=== Data to process ===
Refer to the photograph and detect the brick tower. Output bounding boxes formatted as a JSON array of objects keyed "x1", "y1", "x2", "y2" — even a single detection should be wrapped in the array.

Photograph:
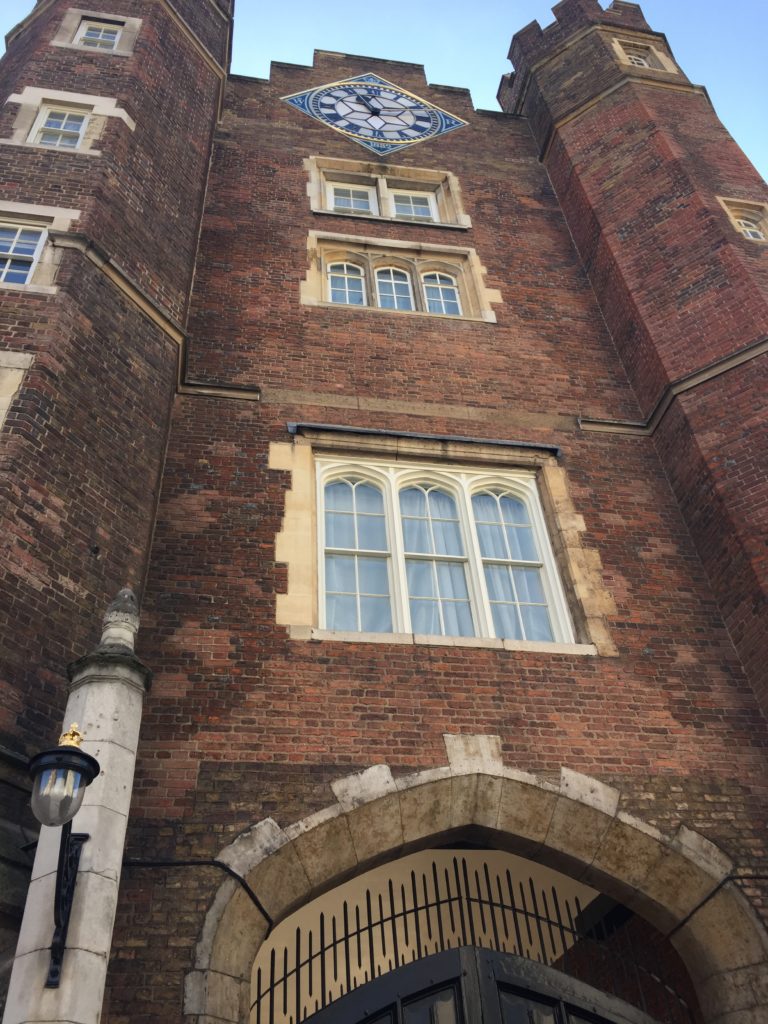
[
  {"x1": 0, "y1": 0, "x2": 230, "y2": 1007},
  {"x1": 500, "y1": 0, "x2": 768, "y2": 709},
  {"x1": 0, "y1": 0, "x2": 768, "y2": 1024}
]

=== Challenge ===
Repeat all the material above, requests included, and rescale the bounding-box coordinates in the answers by multiplying each by 1.55 and rounding to whole numbers, with halves rounded up. Leave the pictures out.

=== Problem solution ===
Refer to the photograph and detect the brick tower. Output bounding boxes formatted as a JSON array of objects keyed "x1", "y1", "x2", "y2" — even a single detection should be wrapped in the array.

Photograph:
[
  {"x1": 0, "y1": 0, "x2": 357, "y2": 1561},
  {"x1": 775, "y1": 0, "x2": 1190, "y2": 1099},
  {"x1": 0, "y1": 0, "x2": 1190, "y2": 1587}
]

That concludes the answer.